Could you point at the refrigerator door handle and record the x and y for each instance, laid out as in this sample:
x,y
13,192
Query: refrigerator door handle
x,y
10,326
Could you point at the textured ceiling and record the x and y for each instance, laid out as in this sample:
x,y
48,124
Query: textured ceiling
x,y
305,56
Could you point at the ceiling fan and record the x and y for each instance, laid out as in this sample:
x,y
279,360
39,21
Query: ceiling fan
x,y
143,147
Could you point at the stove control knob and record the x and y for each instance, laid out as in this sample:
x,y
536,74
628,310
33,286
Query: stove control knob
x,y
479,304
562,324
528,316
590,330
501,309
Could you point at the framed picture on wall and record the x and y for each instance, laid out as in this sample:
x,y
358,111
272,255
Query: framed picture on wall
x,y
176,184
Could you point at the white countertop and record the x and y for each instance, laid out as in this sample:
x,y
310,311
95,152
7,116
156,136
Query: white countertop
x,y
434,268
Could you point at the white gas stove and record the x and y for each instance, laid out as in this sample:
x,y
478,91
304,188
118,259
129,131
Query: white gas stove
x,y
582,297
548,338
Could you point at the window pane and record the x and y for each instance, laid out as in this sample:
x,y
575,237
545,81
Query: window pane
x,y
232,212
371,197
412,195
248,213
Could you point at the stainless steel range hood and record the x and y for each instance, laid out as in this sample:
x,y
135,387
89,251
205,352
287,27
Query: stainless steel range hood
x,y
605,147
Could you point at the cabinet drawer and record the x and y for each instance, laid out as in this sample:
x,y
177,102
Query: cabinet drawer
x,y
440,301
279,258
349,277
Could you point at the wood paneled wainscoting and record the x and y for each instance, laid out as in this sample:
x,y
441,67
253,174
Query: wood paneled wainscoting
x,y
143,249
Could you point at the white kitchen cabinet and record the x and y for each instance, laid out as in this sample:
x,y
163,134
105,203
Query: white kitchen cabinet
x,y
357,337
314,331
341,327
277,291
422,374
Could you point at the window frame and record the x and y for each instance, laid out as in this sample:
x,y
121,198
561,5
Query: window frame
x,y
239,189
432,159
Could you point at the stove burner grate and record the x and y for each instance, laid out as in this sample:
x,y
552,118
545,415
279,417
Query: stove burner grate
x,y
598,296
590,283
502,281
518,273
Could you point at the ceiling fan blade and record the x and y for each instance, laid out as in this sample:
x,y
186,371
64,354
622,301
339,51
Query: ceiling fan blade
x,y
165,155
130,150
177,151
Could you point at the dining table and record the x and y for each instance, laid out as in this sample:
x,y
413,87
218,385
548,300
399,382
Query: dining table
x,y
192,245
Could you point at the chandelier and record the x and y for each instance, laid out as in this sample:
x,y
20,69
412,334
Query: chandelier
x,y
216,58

━━━━━━━━

### The problem
Transcribe the records verbatim, starting with the line that contains "Could you point at the stove burner" and ending with the last line of the records, both included.

### Output
Could you point at the stove burner grate and record the x and y for each instance, laid out as in this sample:
x,y
552,118
545,415
279,417
Query: stove burner grate
x,y
598,296
590,283
502,281
518,273
Could you point at the ceiling fan blade and record the x and y for each instance, laid out as in this sample:
x,y
186,371
64,354
622,301
339,51
Query: ceiling fan blade
x,y
165,155
130,150
177,151
Could you point at the dining table and record the x and y for each instance, laid out as in this sample:
x,y
413,87
218,385
548,300
399,382
Query: dining table
x,y
192,245
Could you point at the chandelier and record the x and y for each instance, laid out as in this sample:
x,y
20,69
412,334
Query: chandelier
x,y
216,58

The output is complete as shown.